> _ACTIVITY_
Extract every entry word for word. Skip the pictures.

> _INFORMATION GIVEN_
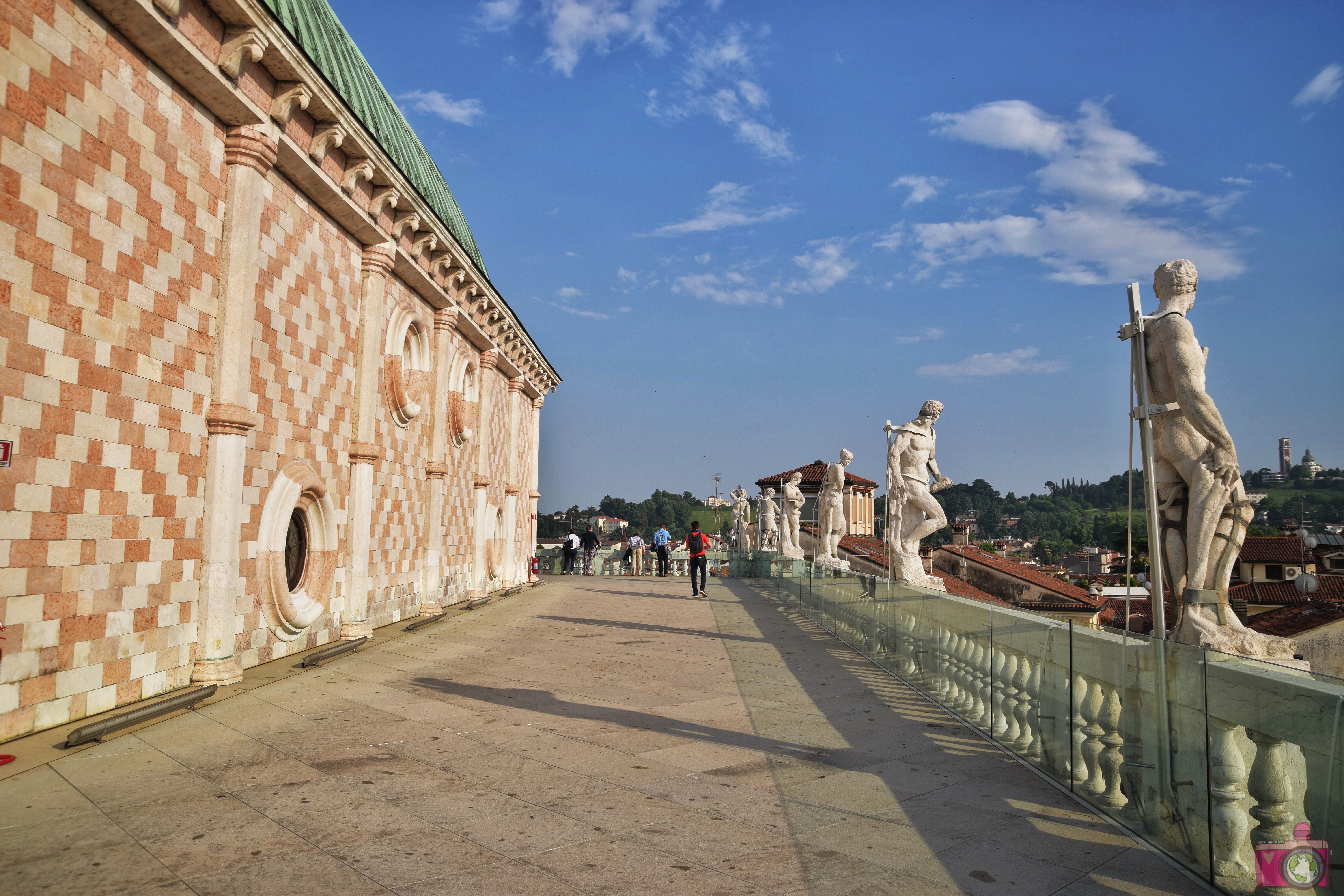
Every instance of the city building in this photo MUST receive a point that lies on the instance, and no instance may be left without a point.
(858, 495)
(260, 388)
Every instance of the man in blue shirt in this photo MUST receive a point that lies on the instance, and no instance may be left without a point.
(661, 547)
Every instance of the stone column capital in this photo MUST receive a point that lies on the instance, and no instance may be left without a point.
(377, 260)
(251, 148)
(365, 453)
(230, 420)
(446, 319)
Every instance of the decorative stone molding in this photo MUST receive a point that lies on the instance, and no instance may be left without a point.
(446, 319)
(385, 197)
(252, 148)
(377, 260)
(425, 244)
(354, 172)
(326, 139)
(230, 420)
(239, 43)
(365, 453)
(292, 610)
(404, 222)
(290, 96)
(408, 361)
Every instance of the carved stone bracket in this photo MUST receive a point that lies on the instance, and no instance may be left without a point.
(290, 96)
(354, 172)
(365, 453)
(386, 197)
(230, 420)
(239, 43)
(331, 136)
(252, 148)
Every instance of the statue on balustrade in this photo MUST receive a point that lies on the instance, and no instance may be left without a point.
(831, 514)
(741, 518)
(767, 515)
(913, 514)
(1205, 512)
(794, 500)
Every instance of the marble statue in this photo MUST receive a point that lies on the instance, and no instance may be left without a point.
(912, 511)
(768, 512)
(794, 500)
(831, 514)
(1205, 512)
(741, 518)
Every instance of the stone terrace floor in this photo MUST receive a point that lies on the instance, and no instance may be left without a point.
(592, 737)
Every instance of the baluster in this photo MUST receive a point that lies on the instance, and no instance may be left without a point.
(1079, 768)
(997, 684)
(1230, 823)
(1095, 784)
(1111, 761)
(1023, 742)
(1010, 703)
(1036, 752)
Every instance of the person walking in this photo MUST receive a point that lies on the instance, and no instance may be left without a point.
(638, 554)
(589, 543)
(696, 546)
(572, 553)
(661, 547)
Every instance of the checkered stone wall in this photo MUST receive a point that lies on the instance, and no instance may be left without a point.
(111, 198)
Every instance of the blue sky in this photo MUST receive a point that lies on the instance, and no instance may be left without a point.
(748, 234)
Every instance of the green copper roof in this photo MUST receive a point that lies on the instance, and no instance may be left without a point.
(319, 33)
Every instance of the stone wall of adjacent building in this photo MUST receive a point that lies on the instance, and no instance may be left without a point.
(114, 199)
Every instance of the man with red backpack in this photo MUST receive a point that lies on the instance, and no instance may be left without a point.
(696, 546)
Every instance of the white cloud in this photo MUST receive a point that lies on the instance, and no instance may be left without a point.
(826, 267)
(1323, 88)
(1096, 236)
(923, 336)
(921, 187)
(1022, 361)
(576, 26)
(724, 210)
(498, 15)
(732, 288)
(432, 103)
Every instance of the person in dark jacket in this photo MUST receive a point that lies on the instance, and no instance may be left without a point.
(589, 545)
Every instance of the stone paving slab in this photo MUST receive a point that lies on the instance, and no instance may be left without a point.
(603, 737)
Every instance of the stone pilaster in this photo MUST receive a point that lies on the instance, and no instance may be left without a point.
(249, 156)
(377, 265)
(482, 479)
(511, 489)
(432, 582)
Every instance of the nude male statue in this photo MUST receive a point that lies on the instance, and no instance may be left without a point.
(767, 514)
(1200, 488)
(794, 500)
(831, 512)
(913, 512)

> _RESULT FOR THIS EXERCISE_
Every instance of the city building in this photo MUST receive a point that lies on the instance, and no instance may be left without a point.
(858, 495)
(260, 388)
Every instance of the man in blue shirt in this photo MUST receive a point that lies on the instance, and no instance may be left without a point.
(661, 547)
Every instance of the stone column capital in this photo MUST receive a point that lies on the instance, and no instance may be left without a point.
(377, 260)
(251, 148)
(365, 453)
(230, 420)
(446, 319)
Every instance of the decorative stone molding in this photo MUST receive a point that lies on the instance, and no instance may be left without a point.
(446, 319)
(385, 197)
(252, 148)
(377, 260)
(425, 244)
(354, 172)
(326, 139)
(230, 420)
(239, 43)
(365, 453)
(292, 610)
(404, 222)
(290, 96)
(408, 361)
Every instance of the carved stone bracket in this photo MUST receive a point that lies on the instance, and no instance may be left without a point.
(290, 96)
(354, 172)
(365, 453)
(386, 197)
(230, 420)
(239, 43)
(331, 136)
(252, 148)
Every instance of the statue on balustrade in this photo MUST receive a point that lies on the instance, and no instance may be left without a point.
(831, 514)
(741, 518)
(767, 515)
(913, 514)
(1205, 512)
(794, 500)
Every instance of the marble statue in this photo MUST receive a point that lies on the instance, and no instance may be left without a point.
(912, 511)
(768, 512)
(794, 500)
(831, 514)
(1205, 512)
(741, 518)
Every instance of the stone terrace floor in this photo MUST receive a point that lies on the instance, and no instance may be left without a point.
(592, 737)
Every instance of the baluster in this photo MUST receive a point that lies on the instance, and no instance may be left without a point.
(1079, 768)
(997, 684)
(1230, 823)
(1095, 784)
(1111, 761)
(1023, 742)
(1010, 703)
(1036, 752)
Every instance of the person walking in this photo MUST receive a point that lies on the instance, and no instance may be left without a point.
(638, 554)
(589, 543)
(696, 546)
(572, 553)
(661, 547)
Every instance of the checkered stone wall in this photo MUST receive a point that lies on the instance, and no instance may be left without a point.
(111, 198)
Every instance of the blue sky in this photo MUST receive a point that lies on the instance, and no instance may be left without a point.
(748, 234)
Every instance of the green copper roof in this photo MUST receive a point that lies on the instance, and no instance may be left without a point.
(319, 33)
Every instance of the stone wall of adjacent building in this photo MUST receive a point that lies on the instance, and no instance may be left without a point.
(114, 199)
Every instance of the man with red backpack in this photo MUST receive a point that lies on the instance, and no instance may be left without a point.
(696, 546)
Every instance of the white cloud in this photo MUST receive a point that lies on the instance, and no instance may be left without a point.
(826, 267)
(1323, 88)
(1096, 236)
(923, 336)
(921, 187)
(1022, 361)
(576, 26)
(724, 210)
(498, 15)
(732, 288)
(432, 103)
Every instance of the person in dark jacket in this photo MUST receive a point that lies on the instance, and no instance may be left without a point.
(589, 545)
Every instance of the stone paving slab in this photo MUST receive a point that lies on the instance, and no instance may be left without a point.
(603, 737)
Every instance of the stone pilaster in this photo MUST receive a point that lies on the instance, and no instance may be left without a point.
(249, 156)
(377, 265)
(482, 479)
(511, 489)
(432, 582)
Every instance of the nude male statue in this photo MUST receive a point that lies on the instance, and no instance may be left without a point.
(767, 514)
(1200, 488)
(794, 500)
(831, 512)
(913, 512)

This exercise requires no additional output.